• **Task to complete**
Pick out each line below containing "Hello".

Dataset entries
□ □ □

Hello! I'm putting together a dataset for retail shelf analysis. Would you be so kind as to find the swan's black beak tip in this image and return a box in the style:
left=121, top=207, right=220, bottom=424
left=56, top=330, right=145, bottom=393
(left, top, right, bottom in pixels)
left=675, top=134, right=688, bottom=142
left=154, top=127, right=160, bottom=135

□ □ □

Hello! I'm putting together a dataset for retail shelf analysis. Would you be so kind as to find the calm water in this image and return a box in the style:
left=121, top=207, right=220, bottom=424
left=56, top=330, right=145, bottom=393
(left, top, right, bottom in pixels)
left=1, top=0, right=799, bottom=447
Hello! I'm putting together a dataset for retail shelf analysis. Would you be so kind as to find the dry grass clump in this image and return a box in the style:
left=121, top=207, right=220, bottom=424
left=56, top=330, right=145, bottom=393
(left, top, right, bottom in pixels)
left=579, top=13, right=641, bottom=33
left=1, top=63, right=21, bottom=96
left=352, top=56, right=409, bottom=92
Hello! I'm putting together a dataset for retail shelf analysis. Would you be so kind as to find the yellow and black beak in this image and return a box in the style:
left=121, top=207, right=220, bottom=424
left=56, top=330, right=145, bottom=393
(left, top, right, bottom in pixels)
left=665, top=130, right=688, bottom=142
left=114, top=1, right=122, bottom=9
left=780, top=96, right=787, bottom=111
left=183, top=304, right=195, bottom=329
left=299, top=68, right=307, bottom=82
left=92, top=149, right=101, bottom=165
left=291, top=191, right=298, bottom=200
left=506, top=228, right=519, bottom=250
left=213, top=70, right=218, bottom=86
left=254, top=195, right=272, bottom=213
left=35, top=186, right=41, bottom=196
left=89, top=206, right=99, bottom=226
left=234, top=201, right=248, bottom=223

□ □ □

• **Solution for this task**
Hello! I'm putting together a dataset for retail shelf analysis. Would you be so kind as to find the swan's black beak tip in this image and return a box in the style:
Hello! I'm putting together a dataset for retail shelf analysis. Would you be so kind as to find the calm water in this image and return a box in the style:
Hello! I'm putting together a dataset for retail shelf analysis. Would you be so kind as to find the dry grass clump in this image and return a box in the style:
Hello! I'm putting together a dataset for retail shelf analysis. Would you be so kind as to find the yellow and black beak in this image and return a box in the style:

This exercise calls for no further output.